◆ **摘录原文**:
+---+
哪些数据可以作为数据

  • Java的基本数据类型:String、Long、Integer、Boolean、Array
  • 复合类型:Tuples、POJOs 和 Scala case classes

复合类型对象必须要能够序列化,目前自带的是Kryo

如何把这些数据转为流

因为数据分为有界和无界,所以数据的处理也是分成两类:

  • 无界数据的处理
  • 有界数据的处理

无界数据的处理

按照数据不同的来源渠道,Flink提供了以下几种无界数据的读取方式:

  • 文件读取
  • 文本文件读取
  • Socket读取
  • 集合读取
  • 自定义读取

文件读取

读取文本文件的API主要是 readFile()

  1. public <OUT> DataStreamSource<OUT> readFile(FileInputFormat<OUT> inputFormat,
  2. String filePath,
  3. FileProcessingMode watchType,
  4. long interval)
  • inputFormat ,定义如何读取文件
  • filePath ,待读取的文件
  • watchType ,读取的模式
    • PROCESS_CONTINUOUSLY ,会检查文件的修改时间,如果发生了变化就立刻再读取一次
    • PROCESS_ONCE ,只读取文件一次
  • interval ,在 PROCESS_CONTINUOUSLY 模式下检测发生改变的间隔时间(ms,毫秒)

另外要注意, readFile 是并行处理的,即各个线程会持有各自的FileInputFormat进行文件处理,线程数量不设置的话默认是电脑当前的核数。所以一定一定要做好文件分片读取的准备,否则会重复读取!下面举个栗子:

public static void main(String[] args) throws Exception {
    String path = ReadFileTest.class.getResource("/test.txt").getPath();
    StreamExecutionEnvironment streamExecutionEnvironment = StreamExecutionEnvironment.getExecutionEnvironment();
    streamExecutionEnvironment
    //  .setParallelism(1)  可以设置并行读取的线程数量
        .readFile(new FileInputFormat<String>() {
        private long handleLen = -1; // 要处理的字节长度
        private boolean isEnd = false; // 该文件是否读取完毕
        private long start = -1; // 该FileInputFormat开始读取的位置
        @Override
        public void open(FileInputSplit fileSplit) throws IOException {
            super.open(fileSplit);
            this.isEnd = false;  // 每次open的时候,把结束标志作为false(因为文件修改时会重新触发)
+---+
◆ **所给数据**:
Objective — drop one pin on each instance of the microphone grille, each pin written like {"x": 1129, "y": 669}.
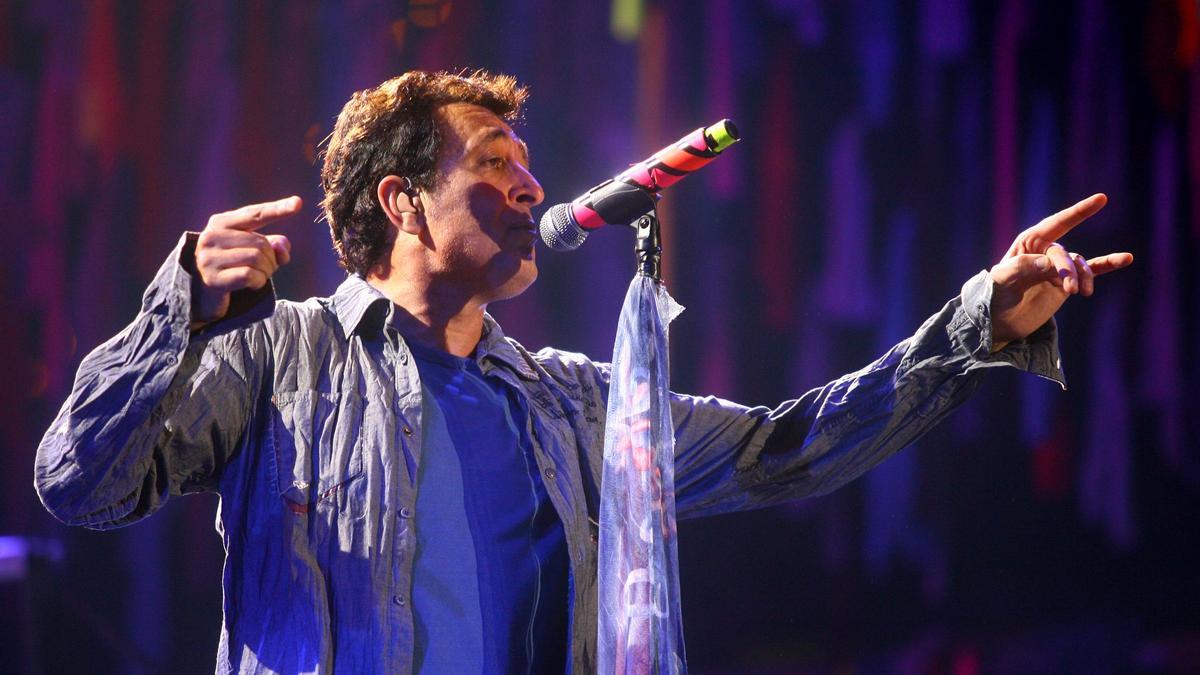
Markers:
+---+
◆ **题目**:
从摘录原文里摘出一段:从含有“1. public <OUT>”的那句话开始,到“4. long interval)”结束,一字不改地抄下来。 作答只依据上面的摘录原文。

◆ **回答**:
1. public <OUT> DataStreamSource<OUT> readFile(FileInputFormat<OUT> inputFormat,
  2. String filePath,
  3. FileProcessingMode watchType,
  4. long interval)